TASK REQUIREMENTS
Look through the material below and return every line that contains "orange".

DATASET EXTRACT
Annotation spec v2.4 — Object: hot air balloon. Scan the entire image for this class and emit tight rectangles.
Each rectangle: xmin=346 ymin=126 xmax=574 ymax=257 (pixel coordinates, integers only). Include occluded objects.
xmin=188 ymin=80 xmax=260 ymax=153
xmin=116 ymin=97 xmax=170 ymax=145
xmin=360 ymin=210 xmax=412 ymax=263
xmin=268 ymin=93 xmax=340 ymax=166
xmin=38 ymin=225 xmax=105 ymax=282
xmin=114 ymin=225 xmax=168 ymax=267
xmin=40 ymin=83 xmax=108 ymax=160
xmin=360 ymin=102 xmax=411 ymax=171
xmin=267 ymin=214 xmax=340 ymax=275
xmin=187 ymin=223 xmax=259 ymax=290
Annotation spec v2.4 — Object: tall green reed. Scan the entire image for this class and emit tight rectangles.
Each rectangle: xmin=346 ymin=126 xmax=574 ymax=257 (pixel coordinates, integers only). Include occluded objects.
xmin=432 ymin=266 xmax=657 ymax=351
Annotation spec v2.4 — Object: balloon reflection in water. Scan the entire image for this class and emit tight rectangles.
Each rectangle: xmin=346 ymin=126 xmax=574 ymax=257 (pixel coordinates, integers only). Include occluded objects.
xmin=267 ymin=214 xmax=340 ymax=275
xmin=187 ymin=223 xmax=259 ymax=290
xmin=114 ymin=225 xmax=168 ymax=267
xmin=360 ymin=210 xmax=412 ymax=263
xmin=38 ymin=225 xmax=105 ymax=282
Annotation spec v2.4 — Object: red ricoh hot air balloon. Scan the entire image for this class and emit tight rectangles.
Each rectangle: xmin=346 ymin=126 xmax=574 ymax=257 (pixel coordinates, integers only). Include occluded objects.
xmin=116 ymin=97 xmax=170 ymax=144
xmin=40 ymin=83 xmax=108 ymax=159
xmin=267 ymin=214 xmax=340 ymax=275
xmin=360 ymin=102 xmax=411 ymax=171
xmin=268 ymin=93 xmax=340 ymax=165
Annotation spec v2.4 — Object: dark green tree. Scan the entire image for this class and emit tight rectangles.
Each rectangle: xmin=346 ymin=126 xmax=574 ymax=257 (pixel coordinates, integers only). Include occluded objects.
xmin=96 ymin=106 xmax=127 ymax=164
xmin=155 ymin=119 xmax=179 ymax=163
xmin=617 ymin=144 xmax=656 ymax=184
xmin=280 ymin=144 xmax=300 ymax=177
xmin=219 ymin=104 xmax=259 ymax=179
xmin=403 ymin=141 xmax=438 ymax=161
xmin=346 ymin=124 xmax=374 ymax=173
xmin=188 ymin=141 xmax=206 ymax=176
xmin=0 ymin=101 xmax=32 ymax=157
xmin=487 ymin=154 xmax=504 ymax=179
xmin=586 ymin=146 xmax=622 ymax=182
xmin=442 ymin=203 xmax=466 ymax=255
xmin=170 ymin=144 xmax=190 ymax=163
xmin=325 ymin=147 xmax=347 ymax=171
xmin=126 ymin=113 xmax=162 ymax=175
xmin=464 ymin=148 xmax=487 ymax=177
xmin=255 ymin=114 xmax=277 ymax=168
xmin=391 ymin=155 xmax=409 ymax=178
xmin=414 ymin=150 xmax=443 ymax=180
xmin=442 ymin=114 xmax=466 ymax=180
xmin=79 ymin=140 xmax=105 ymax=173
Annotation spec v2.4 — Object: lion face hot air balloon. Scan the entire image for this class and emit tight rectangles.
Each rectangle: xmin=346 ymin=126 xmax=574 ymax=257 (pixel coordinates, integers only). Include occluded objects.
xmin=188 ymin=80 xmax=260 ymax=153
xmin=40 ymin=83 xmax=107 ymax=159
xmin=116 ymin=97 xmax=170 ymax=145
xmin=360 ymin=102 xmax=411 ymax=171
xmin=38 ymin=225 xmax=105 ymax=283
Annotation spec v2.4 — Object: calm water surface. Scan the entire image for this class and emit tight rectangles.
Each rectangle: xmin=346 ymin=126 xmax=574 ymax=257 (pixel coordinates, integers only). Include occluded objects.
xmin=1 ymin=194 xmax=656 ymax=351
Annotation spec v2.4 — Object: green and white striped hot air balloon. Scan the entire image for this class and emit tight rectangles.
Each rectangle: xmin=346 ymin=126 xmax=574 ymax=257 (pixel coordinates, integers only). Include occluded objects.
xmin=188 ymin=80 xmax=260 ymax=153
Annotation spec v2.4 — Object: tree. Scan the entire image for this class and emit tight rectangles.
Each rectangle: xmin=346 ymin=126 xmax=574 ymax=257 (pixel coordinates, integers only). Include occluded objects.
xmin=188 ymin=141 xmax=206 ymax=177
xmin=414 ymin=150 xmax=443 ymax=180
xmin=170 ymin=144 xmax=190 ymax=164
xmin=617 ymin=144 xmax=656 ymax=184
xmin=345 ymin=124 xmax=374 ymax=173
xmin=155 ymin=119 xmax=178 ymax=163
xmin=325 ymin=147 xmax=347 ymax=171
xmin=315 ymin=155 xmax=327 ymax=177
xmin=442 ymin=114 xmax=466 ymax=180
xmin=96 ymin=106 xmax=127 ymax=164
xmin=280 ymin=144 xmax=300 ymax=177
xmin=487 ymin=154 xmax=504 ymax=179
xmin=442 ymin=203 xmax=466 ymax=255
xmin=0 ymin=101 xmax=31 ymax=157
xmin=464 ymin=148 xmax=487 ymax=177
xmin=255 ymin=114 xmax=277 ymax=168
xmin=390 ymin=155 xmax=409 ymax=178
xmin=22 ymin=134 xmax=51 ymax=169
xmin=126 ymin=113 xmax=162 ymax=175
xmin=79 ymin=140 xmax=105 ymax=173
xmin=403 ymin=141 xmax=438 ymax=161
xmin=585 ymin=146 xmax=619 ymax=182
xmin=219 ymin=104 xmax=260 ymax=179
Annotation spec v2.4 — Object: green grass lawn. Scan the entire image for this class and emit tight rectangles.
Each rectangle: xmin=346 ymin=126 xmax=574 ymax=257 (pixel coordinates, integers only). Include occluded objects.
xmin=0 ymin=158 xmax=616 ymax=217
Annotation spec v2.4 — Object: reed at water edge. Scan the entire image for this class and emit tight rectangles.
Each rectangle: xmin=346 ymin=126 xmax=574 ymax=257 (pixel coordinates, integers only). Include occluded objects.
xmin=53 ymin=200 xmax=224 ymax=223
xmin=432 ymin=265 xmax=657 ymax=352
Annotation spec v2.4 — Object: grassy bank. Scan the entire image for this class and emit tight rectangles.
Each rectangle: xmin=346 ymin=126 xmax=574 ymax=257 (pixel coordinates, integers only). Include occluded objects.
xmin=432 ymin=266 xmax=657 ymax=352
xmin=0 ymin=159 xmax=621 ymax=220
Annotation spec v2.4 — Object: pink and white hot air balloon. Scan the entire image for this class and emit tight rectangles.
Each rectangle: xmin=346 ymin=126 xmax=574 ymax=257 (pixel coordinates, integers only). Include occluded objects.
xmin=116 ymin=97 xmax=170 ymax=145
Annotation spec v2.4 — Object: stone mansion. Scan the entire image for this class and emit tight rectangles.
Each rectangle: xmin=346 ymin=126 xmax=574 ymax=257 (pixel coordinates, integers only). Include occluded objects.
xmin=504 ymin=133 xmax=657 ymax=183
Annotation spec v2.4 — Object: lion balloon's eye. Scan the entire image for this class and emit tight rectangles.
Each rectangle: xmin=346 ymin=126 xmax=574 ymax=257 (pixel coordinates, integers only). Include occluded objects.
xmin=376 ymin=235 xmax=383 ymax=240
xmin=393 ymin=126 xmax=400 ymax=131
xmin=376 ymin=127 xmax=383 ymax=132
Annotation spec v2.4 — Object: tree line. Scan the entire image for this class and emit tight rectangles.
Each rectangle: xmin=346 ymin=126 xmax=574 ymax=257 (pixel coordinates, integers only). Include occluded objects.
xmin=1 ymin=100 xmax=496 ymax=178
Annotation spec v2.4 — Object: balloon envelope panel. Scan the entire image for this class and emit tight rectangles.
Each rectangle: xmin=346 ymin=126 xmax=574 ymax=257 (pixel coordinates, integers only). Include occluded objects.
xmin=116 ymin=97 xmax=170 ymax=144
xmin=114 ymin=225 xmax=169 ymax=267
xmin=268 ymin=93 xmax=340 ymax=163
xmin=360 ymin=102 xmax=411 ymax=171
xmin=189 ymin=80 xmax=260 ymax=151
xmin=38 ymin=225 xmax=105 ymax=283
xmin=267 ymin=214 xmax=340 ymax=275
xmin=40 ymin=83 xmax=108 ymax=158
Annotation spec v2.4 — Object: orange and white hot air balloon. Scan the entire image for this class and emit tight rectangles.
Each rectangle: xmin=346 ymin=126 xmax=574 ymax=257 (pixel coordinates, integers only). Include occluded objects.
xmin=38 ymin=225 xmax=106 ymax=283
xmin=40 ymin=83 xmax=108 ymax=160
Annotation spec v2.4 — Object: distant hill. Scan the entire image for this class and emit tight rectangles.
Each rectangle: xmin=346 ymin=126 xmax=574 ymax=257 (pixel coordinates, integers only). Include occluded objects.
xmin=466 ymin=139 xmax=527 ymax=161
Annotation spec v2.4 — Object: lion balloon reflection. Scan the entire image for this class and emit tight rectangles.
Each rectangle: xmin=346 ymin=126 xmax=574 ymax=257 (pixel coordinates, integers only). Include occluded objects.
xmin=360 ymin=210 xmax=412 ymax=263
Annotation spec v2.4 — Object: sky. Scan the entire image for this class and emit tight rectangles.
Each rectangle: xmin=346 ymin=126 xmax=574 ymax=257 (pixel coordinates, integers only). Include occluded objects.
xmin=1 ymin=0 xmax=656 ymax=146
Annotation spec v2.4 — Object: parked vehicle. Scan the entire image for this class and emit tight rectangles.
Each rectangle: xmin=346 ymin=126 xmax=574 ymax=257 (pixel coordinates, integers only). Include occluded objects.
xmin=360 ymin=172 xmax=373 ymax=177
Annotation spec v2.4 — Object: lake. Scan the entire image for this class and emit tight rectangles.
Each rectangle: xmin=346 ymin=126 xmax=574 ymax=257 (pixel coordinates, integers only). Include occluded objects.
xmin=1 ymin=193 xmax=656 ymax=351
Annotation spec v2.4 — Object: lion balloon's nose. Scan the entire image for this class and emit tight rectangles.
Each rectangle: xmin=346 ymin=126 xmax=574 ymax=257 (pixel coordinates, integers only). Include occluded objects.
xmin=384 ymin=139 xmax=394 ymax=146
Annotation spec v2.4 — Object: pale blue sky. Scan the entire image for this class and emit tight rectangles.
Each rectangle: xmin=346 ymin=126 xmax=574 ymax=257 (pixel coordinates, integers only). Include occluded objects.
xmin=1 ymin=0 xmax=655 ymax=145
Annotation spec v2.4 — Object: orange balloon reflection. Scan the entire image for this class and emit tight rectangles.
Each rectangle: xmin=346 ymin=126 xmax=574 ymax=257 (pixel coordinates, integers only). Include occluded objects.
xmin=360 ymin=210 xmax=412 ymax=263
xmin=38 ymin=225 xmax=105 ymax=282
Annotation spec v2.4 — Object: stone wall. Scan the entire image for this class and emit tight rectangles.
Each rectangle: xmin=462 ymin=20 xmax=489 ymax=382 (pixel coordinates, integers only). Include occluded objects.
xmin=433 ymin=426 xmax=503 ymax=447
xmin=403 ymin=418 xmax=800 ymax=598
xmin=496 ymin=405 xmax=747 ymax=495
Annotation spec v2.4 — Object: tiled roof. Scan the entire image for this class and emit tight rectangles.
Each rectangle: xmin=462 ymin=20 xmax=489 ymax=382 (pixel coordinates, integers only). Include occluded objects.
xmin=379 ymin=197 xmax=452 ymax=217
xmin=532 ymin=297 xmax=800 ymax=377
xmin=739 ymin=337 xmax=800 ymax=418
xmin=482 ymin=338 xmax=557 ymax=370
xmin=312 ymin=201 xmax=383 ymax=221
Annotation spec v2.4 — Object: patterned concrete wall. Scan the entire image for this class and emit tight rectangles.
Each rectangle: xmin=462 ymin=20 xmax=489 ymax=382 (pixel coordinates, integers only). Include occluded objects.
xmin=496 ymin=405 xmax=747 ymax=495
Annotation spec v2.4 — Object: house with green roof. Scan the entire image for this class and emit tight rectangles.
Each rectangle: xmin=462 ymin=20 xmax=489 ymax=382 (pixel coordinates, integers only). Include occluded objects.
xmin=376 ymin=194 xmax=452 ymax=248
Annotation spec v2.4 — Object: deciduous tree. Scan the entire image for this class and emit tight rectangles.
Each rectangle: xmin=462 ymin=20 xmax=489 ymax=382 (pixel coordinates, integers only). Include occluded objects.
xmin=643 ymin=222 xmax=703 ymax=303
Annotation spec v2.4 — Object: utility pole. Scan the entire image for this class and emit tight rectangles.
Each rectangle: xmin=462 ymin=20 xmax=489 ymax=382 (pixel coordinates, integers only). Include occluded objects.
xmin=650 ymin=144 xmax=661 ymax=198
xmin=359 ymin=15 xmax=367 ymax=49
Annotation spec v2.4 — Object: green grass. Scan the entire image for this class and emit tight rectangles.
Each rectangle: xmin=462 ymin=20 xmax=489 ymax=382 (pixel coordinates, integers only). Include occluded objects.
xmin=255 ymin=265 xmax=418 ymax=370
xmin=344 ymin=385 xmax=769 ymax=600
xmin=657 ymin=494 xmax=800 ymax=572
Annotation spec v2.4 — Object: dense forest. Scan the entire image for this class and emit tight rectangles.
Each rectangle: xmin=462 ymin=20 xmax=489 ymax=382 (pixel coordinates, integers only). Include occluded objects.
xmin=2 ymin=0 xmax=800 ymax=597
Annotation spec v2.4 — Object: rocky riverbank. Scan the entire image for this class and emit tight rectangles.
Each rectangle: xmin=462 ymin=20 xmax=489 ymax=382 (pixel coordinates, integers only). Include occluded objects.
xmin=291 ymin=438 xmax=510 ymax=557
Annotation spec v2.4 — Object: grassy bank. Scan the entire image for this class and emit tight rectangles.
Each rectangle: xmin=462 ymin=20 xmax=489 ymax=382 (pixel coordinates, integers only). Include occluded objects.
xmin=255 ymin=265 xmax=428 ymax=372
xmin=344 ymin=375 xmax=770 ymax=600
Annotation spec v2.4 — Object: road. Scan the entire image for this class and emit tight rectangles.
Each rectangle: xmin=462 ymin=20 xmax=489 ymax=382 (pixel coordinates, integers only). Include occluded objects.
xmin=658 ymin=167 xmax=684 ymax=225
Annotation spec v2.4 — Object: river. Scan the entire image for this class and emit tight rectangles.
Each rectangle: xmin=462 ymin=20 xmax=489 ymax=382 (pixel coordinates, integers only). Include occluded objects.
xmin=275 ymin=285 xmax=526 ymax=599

ANSWER TO THE EXERCISE
Annotation spec v2.4 — Object: orange and white hot air balloon. Scan the entire image for this class and emit tight rectangles.
Annotation spec v2.4 — Object: orange balloon reflection. Scan the entire image for this class and emit tight rectangles.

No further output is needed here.